Ghosts seem to have more of a negative connotation in the paranormal world that is not always deserved. Remember, we tell ghost stories to scare each other, not spirit stories. A ghost’s reputation tends to “haunt” where a spirit tends to “help.” In reality the true definition of a ghost is rather sad and tragic. Typically a ghost is the surviving energy of a person who has died suddenly and/or traumatically and in most cases they are unaware of their own tragic passing. A few may realize they have died but are confused about where they are and what they are supposed to do.

To put it simply ghosts can linger because they feel they have unfinished business or they are letting emotions such as guilt, love or revenge push them away from crossing over. These emotions keep them tied to the spot where they died and in some cases reliving the tragedy over and over again. It seems ghosts cannot reason that they are dead and that the replaying of their demise over and over has become an obsession.  Not everyone who dies tragically or violently becomes a ghost. It depends a lot on the person and whether or not they accept their passing.

A spirit is someone who usually passes peacefully and accepts what is happening. They cross over fully and are aware and capable of a level of reasoning that the ghost is not. These are typically the so-called “intelligent hauntings” as they are fully capable of intelligent interaction with the physical world. Spirits tend to be associated with beings who are helpers and guides. Spirits are capable of going back and forth between the physical world and the spiritual plane and are not tied to one side or the other.
════════
_What this exercise asks_
**1)** According to the passage about ghosts and spirits, which emotions can keep a ghost tied to the spot where it died?
**2)** Please reproduce the stretch of the passage about ghosts and spirits from "A spirit is" through "or the other.".
Draw only on the passage about ghosts and spirits.

[Photo-based referring expression data]
════════
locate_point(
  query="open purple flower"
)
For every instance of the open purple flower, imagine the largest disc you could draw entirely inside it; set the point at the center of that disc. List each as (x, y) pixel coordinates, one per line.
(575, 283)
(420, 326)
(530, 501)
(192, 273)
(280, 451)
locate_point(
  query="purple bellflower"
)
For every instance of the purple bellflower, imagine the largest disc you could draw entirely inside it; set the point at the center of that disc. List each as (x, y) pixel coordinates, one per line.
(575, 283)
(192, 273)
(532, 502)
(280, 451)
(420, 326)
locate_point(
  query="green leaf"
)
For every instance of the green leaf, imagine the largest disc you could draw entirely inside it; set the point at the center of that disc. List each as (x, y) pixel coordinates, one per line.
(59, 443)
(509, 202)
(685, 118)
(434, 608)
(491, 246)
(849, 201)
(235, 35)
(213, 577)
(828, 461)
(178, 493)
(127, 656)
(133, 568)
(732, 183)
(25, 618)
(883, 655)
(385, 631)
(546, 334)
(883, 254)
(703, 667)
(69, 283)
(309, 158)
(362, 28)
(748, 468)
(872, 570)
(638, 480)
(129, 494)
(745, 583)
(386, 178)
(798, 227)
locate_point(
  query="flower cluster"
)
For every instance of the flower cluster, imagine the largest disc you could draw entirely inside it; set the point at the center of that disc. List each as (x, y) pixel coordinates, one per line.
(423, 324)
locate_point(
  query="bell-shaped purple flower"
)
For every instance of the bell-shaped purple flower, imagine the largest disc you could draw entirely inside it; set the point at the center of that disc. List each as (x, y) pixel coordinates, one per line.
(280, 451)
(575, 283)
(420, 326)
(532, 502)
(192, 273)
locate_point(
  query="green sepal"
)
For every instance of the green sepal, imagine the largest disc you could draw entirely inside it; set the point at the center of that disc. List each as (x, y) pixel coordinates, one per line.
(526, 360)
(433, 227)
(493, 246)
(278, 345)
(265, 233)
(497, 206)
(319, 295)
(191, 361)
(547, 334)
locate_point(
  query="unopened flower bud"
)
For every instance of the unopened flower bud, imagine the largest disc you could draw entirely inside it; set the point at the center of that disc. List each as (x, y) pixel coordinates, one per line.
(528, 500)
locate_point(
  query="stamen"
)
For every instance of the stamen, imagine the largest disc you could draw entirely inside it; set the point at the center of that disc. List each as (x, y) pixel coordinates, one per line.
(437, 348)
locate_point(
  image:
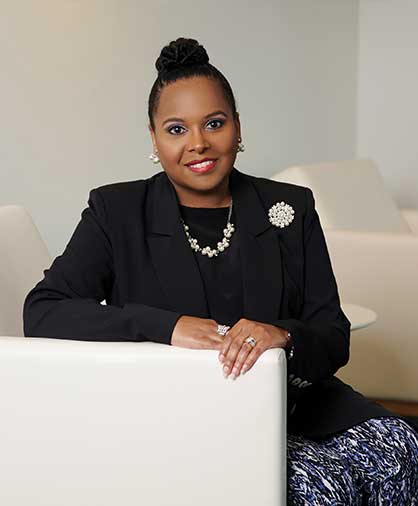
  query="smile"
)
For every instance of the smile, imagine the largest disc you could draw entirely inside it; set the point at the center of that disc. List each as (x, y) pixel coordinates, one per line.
(203, 167)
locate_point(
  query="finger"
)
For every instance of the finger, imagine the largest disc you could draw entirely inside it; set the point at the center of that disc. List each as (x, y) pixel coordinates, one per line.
(243, 354)
(229, 336)
(234, 350)
(252, 358)
(227, 350)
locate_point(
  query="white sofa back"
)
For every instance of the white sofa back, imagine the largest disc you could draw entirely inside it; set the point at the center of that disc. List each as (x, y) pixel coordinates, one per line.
(349, 195)
(106, 424)
(23, 256)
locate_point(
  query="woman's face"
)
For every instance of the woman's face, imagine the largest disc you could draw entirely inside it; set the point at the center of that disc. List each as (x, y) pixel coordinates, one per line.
(193, 121)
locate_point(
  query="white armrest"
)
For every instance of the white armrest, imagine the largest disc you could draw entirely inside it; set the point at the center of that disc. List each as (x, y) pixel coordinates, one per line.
(411, 217)
(380, 271)
(138, 423)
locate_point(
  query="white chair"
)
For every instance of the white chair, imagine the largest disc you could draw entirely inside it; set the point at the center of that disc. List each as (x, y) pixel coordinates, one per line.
(88, 423)
(373, 247)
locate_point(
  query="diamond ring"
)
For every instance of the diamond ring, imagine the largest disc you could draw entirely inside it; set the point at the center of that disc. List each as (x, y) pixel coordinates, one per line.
(222, 329)
(251, 340)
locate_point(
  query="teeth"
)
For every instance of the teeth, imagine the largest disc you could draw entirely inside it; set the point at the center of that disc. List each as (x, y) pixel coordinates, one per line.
(201, 165)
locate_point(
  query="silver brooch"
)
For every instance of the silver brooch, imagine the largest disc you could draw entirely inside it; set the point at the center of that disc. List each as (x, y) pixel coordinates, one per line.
(281, 214)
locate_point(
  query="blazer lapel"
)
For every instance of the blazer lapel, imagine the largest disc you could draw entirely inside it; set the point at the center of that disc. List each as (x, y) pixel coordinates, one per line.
(260, 252)
(176, 266)
(173, 259)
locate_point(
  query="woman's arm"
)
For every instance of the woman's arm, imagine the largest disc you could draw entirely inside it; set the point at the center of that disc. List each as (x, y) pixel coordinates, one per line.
(321, 335)
(66, 303)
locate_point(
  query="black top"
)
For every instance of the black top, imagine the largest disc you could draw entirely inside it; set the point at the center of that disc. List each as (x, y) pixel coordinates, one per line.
(130, 249)
(221, 275)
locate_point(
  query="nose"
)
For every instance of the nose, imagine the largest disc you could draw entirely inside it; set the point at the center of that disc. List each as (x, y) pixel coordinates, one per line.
(198, 142)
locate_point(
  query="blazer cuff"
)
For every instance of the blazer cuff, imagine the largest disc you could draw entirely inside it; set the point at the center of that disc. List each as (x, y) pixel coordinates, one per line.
(152, 323)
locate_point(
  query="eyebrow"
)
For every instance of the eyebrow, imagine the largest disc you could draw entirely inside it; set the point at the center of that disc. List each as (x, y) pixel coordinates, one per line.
(205, 117)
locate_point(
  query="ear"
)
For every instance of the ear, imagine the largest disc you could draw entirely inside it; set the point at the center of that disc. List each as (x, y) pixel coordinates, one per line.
(238, 125)
(153, 139)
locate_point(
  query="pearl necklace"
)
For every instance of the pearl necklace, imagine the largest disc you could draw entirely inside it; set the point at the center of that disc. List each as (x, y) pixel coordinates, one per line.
(222, 245)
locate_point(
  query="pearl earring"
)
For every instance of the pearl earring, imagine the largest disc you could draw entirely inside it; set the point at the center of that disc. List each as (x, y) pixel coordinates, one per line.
(154, 158)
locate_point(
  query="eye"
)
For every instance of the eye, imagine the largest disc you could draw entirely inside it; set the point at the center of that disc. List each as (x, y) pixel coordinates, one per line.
(216, 121)
(172, 128)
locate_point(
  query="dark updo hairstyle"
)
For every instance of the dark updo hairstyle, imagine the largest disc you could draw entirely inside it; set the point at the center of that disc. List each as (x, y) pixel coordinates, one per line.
(181, 59)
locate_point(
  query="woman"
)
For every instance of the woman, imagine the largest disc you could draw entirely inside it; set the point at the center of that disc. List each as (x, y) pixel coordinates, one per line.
(204, 256)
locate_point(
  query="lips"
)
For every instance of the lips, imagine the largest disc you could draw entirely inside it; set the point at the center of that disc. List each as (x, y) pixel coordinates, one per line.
(202, 166)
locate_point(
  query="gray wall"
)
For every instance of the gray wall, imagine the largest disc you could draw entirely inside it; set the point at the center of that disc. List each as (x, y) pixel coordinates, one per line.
(75, 78)
(387, 93)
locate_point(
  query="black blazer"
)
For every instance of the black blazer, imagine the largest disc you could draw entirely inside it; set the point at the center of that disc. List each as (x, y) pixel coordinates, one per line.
(130, 249)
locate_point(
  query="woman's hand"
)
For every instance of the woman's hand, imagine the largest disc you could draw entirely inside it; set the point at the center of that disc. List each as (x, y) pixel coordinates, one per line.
(237, 356)
(196, 333)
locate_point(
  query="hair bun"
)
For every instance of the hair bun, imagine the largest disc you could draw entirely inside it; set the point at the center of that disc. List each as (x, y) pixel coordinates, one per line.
(181, 53)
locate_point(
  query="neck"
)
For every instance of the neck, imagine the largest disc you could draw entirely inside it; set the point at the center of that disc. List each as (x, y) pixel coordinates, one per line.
(217, 197)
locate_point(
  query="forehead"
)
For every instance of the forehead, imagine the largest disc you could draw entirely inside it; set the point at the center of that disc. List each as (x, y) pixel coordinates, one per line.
(190, 97)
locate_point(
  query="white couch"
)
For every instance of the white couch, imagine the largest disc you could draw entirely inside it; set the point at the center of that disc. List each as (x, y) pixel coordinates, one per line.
(103, 424)
(373, 247)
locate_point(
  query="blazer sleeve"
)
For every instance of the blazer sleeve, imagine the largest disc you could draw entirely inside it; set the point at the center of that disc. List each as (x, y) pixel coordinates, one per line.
(321, 334)
(66, 303)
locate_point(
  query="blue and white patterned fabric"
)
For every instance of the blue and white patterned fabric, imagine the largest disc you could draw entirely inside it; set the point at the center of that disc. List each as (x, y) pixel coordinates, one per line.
(373, 463)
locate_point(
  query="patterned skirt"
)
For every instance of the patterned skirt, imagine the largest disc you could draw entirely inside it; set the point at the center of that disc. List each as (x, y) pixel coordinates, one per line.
════════
_Expected results_
**1)** Guilt, love or revenge.

**2)**
A spirit is someone who usually passes peacefully and accepts what is happening. They cross over fully and are aware and capable of a level of reasoning that the ghost is not. These are typically the so-called “intelligent hauntings” as they are fully capable of intelligent interaction with the physical world. Spirits tend to be associated with beings who are helpers and guides. Spirits are capable of going back and forth between the physical world and the spiritual plane and are not tied to one side or the other.